Bruno Gussoni, da Don Cherry e Wadada Leo Smith all’utopia nomade della free improvisation

Una delle prime volte che ho seguito una sua esibizione, ho avuto l’impressione che si trattasse, più che di un concerto, di un’esplorazione sonora. Bruno Gussoni, ligure, attivo in musica dalla prima metà degli anni sessanta, è oggi uno degli esponenti italiani di spicco della free improvisation, un genere o, meglio, una modalità espressiva, nata nel continente europeo che rinuncia del tutto alla componente idiomatica ed al supporto ritmico per proporre una libertà formale assoluta. Il suo flauto opera sia in contesti acustici, che elettrici (come i gruppi con Diego Mune) o elettronici (con i musicisti riuniti dalla sigla Disaster Area), come documentato dagli estratti live del canale personale https://www.youtube.com/channel/UCeoshYzgRFB1LPkmgU9T-.

All’origine del percorso di Gussoni c’è però il jazz, frequentato da ascoltatore  e successivamente come esecutore, con esperienze a fianco, ad esempio, di Wadada Leo Smith ed, in una circostanza particolare che ci racconta dell’intervista, con Don Cherry. Stimolati da queste premesse, gli abbiamo chiesto di raccontarsi, cosa che lui ha gentilmente e celermente accettato di fare.

Come è iniziata la tua esperienza di musicista?

Ho iniziato a fare musica intorno alla prima metà degli anni ’60 con una chitarra, ma presto mi capitò di provare a  suonare un flauto traverso, e capii che questo era il “mio” strumento, anche perché la musica che preferivo ascoltare era il jazz, e pensai che il flauto fosse più indicato in questo genere, almeno per me. Fondamentalmente sono autodidatta, anche se ho partecipato a seminari, workshops, tenuti da importanti musicisti, ma ho sempre avuto una certa idiosincrasia nei confronti dell’insegnamento accademico. Credo che l’essere autodidatta ti dia una relazione molto più intima col tuo strumento, si arriva ad una conoscenza e ad una familiarità che l’insegnamento accademico non ti può fornire. E questo per la free improvisation è molto utile, quasi fondamentale direi.

__ELENCO COMPITI__
**A)** Per favore, riscrivi parola per parola il testo su Bruno Gussoni, cominciando da "Come è iniziata" e finendo con "quasi fondamentale direi.".
**B)** Prosegui il testo su Bruno Gussoni a partire dalla sua ultima frase.
Le righe riportate qui sotto non hanno alcun ruolo in questo lavoro.

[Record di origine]
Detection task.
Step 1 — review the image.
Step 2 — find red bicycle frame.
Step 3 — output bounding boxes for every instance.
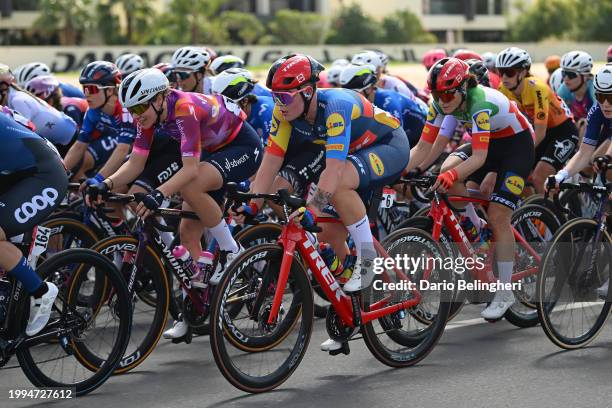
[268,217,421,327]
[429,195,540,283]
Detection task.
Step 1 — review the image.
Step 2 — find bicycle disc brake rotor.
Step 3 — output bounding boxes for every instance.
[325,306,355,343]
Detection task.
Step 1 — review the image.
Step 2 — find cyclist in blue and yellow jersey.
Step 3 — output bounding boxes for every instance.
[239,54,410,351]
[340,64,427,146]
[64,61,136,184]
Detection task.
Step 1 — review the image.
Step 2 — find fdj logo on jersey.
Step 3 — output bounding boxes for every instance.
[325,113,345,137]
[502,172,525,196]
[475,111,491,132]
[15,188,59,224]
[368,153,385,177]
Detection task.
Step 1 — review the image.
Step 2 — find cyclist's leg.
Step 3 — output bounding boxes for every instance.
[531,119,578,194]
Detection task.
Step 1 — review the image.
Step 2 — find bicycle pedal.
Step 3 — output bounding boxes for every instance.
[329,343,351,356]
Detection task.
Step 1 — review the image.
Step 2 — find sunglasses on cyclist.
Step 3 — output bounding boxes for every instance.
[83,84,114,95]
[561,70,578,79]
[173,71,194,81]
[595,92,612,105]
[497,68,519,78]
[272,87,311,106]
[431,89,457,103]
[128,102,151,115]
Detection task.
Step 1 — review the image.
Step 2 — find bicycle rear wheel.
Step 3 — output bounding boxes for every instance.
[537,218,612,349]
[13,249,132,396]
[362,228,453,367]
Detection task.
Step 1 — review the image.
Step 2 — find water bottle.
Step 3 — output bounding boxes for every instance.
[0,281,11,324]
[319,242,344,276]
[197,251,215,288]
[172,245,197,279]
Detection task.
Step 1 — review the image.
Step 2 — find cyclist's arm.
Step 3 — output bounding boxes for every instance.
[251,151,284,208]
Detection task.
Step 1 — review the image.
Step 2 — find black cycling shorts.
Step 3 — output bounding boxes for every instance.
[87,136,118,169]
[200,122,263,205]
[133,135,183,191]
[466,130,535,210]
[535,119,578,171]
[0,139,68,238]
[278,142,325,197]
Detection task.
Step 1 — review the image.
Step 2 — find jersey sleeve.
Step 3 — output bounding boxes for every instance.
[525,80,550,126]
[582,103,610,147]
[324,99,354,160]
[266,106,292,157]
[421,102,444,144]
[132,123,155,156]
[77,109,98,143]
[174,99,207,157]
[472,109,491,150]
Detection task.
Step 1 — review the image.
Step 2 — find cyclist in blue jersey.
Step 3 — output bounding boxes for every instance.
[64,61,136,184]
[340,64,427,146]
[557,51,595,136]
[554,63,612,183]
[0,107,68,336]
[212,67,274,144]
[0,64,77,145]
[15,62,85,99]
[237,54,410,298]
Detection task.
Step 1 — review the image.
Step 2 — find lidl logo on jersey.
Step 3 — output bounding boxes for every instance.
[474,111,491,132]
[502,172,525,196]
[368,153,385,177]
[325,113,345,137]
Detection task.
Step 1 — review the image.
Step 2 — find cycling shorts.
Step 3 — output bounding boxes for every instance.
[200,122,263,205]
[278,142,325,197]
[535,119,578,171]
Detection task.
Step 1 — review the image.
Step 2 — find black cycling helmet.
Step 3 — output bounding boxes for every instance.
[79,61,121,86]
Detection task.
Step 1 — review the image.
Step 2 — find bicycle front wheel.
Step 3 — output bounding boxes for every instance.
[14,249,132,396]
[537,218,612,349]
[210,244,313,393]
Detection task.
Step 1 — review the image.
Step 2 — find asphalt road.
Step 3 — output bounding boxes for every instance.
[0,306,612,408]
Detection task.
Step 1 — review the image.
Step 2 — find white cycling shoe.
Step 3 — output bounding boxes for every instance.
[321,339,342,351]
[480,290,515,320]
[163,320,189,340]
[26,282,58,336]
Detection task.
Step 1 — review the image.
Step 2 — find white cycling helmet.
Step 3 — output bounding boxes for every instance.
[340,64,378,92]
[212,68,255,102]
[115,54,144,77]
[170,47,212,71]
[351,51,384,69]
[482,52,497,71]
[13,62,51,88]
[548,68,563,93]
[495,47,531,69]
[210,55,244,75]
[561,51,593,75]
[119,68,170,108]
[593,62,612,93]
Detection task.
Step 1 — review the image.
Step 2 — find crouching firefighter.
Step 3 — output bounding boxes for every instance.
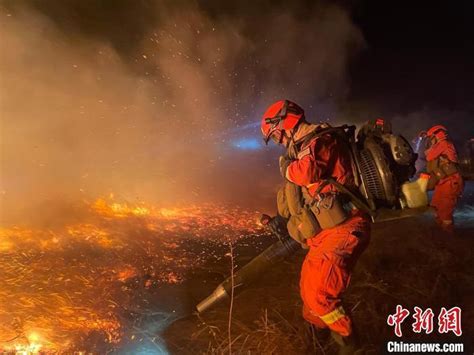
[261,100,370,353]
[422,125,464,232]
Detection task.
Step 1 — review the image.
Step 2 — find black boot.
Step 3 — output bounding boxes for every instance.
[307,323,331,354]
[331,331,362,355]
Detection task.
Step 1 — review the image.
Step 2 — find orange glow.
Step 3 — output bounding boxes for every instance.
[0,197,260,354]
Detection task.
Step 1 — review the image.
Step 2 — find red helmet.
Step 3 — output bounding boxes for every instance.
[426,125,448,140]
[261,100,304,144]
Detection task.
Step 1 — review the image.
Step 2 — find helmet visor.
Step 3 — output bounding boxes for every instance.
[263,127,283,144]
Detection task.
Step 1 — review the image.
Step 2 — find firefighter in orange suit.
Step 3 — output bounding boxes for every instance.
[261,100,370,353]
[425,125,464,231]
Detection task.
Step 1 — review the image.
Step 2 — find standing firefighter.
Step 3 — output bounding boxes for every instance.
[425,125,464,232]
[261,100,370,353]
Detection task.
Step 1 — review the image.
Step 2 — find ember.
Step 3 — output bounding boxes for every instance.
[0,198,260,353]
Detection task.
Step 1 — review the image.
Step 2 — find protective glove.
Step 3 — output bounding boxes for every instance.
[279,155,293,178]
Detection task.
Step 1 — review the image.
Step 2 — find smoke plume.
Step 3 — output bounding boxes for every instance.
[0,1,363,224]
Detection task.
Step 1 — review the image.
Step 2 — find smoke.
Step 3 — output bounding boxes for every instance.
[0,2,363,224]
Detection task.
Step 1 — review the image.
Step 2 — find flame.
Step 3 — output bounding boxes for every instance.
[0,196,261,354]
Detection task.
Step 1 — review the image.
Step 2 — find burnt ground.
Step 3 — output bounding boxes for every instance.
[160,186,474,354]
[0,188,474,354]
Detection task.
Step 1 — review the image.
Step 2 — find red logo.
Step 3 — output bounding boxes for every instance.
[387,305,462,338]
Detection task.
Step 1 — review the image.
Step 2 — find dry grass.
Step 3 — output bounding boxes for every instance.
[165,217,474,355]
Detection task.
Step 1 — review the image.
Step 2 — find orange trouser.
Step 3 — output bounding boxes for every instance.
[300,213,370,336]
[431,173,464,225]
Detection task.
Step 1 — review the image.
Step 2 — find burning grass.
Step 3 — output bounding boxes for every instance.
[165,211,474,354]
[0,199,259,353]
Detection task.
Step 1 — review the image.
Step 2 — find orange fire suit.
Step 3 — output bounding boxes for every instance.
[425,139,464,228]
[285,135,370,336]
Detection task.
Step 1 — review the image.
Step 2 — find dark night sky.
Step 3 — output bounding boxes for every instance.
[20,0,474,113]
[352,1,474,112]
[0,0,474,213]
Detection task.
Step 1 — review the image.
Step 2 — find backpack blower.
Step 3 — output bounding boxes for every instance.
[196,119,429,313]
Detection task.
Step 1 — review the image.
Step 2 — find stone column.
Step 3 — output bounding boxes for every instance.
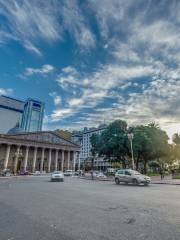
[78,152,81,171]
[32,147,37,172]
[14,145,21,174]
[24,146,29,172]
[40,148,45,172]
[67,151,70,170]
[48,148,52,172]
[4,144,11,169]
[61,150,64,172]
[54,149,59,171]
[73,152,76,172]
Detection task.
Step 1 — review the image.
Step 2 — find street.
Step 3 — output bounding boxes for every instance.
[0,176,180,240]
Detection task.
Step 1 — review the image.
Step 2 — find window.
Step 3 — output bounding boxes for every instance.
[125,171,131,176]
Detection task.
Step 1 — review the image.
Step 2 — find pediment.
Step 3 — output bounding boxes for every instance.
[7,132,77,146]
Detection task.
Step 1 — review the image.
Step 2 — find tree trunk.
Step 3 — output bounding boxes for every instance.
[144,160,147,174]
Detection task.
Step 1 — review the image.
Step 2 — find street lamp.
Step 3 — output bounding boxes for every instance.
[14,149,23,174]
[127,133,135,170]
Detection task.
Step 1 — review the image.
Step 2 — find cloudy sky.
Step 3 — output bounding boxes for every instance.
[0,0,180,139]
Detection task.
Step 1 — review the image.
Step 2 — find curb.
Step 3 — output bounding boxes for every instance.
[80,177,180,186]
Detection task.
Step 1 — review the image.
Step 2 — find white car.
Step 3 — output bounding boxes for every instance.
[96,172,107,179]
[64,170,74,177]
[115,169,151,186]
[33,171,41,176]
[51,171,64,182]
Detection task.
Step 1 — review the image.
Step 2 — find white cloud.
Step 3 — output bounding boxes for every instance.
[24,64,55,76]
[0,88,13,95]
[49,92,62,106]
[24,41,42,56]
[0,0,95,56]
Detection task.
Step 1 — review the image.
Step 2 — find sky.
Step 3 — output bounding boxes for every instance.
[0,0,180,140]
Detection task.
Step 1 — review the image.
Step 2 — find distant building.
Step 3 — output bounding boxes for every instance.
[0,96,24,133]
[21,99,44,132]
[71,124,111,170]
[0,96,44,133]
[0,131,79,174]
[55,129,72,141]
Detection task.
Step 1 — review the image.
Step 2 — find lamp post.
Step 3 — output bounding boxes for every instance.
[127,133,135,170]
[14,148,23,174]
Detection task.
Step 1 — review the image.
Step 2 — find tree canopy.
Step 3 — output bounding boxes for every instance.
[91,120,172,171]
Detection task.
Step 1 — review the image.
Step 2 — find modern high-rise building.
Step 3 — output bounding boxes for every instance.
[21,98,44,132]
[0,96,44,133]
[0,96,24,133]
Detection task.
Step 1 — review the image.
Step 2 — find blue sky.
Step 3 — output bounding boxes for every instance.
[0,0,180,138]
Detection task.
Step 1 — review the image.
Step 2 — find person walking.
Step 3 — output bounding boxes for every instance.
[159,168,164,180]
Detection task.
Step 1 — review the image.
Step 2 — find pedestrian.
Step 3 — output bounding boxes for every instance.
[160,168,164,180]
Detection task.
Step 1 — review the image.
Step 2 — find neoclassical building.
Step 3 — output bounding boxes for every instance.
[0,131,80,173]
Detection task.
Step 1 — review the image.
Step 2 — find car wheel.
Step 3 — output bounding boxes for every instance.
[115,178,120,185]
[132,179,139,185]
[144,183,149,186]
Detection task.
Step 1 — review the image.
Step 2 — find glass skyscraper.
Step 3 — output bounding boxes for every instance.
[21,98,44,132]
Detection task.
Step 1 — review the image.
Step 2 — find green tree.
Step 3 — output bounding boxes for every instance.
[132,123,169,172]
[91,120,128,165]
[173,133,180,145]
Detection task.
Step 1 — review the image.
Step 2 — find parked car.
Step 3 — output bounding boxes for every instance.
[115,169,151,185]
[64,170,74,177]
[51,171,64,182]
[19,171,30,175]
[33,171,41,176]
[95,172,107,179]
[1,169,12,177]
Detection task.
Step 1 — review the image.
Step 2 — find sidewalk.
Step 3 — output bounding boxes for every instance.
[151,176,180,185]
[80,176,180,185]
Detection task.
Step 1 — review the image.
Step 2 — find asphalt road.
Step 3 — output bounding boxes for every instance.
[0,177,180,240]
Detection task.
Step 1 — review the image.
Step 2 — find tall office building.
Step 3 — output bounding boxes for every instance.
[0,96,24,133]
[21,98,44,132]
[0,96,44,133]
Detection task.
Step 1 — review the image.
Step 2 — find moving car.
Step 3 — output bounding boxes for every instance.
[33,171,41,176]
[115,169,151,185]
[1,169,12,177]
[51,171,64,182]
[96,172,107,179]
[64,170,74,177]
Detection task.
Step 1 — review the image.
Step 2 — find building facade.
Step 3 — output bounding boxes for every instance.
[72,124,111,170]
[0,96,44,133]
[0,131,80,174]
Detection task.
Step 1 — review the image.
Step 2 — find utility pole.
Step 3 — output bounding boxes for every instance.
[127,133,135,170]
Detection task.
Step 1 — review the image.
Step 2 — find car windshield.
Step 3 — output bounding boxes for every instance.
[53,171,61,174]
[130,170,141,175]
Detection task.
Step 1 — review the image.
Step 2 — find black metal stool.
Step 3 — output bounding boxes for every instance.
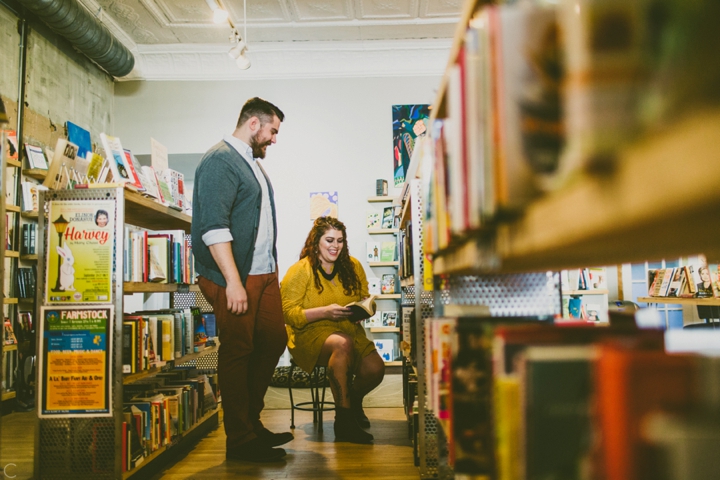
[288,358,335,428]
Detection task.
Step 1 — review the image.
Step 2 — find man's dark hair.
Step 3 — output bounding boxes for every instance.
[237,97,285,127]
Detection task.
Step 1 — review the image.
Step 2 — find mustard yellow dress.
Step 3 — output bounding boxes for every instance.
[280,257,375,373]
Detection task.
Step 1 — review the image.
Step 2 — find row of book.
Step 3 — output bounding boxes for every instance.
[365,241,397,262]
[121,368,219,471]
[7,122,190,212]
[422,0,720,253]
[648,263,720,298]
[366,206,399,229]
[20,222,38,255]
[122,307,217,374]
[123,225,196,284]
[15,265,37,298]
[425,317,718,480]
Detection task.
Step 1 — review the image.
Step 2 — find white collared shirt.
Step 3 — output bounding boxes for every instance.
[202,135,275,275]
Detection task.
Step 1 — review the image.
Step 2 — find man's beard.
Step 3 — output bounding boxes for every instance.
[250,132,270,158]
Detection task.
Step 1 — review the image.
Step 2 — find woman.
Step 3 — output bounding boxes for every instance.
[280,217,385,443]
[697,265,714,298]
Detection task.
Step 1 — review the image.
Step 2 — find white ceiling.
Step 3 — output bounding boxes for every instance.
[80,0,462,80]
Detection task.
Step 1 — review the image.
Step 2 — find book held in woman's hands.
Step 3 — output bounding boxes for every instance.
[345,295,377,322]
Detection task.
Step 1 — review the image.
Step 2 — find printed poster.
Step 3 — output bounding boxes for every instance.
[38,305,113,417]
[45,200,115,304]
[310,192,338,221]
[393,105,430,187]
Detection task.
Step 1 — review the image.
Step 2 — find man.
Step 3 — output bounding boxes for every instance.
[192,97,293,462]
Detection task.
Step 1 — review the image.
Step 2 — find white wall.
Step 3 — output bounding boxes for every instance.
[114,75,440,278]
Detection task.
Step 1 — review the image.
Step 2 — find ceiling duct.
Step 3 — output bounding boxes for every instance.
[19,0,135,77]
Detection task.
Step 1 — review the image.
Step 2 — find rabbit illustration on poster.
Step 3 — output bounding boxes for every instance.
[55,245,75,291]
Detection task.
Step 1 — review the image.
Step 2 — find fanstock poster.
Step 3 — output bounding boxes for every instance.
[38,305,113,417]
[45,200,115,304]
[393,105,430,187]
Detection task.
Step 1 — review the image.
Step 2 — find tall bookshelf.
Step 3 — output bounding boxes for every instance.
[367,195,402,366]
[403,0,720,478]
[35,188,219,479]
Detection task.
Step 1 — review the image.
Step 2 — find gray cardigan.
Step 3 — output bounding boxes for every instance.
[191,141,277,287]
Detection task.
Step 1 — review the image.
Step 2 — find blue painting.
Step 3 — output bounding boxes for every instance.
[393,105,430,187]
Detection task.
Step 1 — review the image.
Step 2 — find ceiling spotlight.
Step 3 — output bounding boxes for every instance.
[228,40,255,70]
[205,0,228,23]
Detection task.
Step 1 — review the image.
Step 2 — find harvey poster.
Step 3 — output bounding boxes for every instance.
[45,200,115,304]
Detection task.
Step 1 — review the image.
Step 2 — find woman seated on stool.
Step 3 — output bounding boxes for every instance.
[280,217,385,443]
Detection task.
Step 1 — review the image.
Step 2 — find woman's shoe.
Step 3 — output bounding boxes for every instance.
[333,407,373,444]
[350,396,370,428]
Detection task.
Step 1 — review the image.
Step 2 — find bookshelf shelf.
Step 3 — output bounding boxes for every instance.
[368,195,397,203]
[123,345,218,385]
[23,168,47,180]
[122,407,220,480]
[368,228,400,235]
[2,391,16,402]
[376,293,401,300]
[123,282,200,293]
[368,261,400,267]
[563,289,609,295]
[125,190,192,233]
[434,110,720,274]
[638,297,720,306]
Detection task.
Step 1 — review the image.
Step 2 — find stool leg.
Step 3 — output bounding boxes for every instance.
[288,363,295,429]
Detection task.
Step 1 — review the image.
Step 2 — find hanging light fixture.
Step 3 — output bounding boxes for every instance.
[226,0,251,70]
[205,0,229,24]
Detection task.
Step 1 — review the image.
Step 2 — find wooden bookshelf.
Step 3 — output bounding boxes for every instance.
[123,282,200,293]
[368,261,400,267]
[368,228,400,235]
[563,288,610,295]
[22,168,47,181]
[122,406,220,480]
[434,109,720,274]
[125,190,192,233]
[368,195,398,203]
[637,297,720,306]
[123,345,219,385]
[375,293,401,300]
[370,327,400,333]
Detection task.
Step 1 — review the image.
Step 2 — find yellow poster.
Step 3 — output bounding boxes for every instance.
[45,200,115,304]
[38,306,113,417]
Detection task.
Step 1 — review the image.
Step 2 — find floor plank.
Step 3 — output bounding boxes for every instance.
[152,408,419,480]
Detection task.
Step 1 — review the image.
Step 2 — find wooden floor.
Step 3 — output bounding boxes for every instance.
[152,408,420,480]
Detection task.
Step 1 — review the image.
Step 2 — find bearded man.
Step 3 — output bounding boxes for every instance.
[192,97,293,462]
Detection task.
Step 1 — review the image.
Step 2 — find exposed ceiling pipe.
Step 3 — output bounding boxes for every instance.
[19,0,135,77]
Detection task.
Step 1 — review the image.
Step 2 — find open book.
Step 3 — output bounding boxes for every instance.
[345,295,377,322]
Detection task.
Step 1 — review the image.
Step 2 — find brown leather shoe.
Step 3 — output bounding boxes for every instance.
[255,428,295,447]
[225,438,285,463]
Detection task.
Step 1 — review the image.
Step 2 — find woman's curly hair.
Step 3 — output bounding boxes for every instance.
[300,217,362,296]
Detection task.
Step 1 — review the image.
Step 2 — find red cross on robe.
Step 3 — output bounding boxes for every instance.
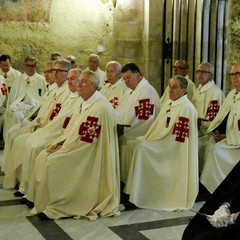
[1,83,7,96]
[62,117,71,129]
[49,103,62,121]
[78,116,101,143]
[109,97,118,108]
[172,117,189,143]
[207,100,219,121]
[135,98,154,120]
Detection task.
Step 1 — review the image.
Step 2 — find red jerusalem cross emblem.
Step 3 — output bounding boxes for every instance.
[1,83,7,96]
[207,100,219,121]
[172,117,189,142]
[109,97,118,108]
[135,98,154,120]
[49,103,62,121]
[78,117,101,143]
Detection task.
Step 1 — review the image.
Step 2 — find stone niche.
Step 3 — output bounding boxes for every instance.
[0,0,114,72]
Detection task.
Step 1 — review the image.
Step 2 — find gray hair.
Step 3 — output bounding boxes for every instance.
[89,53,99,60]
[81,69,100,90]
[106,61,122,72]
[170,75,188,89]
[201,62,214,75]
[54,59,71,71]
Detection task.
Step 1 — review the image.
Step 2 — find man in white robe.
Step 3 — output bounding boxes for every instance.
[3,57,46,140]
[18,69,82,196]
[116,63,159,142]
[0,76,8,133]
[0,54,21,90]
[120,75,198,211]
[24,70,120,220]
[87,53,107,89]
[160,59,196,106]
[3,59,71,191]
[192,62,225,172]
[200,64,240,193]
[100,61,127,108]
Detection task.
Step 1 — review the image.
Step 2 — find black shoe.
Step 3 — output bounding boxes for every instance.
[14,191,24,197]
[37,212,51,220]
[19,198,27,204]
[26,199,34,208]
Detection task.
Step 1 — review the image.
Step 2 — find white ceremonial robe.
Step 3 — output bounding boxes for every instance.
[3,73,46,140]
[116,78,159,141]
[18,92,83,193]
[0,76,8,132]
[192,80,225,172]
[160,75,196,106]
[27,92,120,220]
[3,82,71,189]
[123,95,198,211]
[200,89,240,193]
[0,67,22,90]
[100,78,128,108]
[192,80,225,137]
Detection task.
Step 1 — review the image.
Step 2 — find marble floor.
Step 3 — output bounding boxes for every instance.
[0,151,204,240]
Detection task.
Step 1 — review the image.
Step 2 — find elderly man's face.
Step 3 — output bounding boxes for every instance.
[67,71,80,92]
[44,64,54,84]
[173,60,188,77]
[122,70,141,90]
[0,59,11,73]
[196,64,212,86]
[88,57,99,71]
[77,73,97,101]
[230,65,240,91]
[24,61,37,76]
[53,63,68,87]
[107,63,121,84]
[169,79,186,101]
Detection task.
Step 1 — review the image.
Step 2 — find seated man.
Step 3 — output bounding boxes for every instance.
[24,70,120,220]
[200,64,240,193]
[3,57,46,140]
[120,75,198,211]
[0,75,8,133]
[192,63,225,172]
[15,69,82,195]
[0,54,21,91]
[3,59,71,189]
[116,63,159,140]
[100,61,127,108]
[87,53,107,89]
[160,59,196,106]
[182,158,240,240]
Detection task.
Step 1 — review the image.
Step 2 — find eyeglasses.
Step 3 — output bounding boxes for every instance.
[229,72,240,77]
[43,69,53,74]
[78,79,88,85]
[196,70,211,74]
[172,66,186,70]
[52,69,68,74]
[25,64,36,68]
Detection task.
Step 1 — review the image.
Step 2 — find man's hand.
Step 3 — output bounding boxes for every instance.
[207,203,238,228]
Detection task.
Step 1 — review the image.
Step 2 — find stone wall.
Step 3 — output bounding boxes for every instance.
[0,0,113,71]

__RISPOSTE PER COMPITO__
**A)**
Come è iniziata la tua esperienza di musicista?

Ho iniziato a fare musica intorno alla prima metà degli anni ’60 con una chitarra, ma presto mi capitò di provare a  suonare un flauto traverso, e capii che questo era il “mio” strumento, anche perché la musica che preferivo ascoltare era il jazz, e pensai che il flauto fosse più indicato in questo genere, almeno per me. Fondamentalmente sono autodidatta, anche se ho partecipato a seminari, workshops, tenuti da importanti musicisti, ma ho sempre avuto una certa idiosincrasia nei confronti dell’insegnamento accademico. Credo che l’essere autodidatta ti dia una relazione molto più intima col tuo strumento, si arriva ad una conoscenza e ad una familiarità che l’insegnamento accademico non ti può fornire. E questo per la free improvisation è molto utile, quasi fondamentale direi.

**B)**
Negli anni successivi, poiché sentivo l’esigenza di esprimermi in modo più totale, ho aggiunto al flauto anche il sax alto e il clarinetto basso, oltre a sintetizzatori modulari analogici, ma poi ho rinunciato completamente a suonare questi strumenti, decidendo di dedicarmi completamente alla famiglia dei flauti. Oggi suono il flauto traverso in do, l’ottavino, il flauto alto e il flauto basso, oltre a flauti giapponesi tra cui attualmente il mio preferito è lo shakuhachi. Negli ultimi mesi, mi sto dedicando quasi esclusivamente a questo strumento, perché mi ha fatto entrare in un mondo sconosciuto e affascinante, per me ancora tutto da esplorare, e questo per me è importante, perché non mi è mai piaciuto fossilizzarmi sul noto.

Quale percorso hai seguito per arrivare all’improvvisazione non idiomatica con la quale ti esprimi e chi sono i tuoi riferimenti nella storia del jazz?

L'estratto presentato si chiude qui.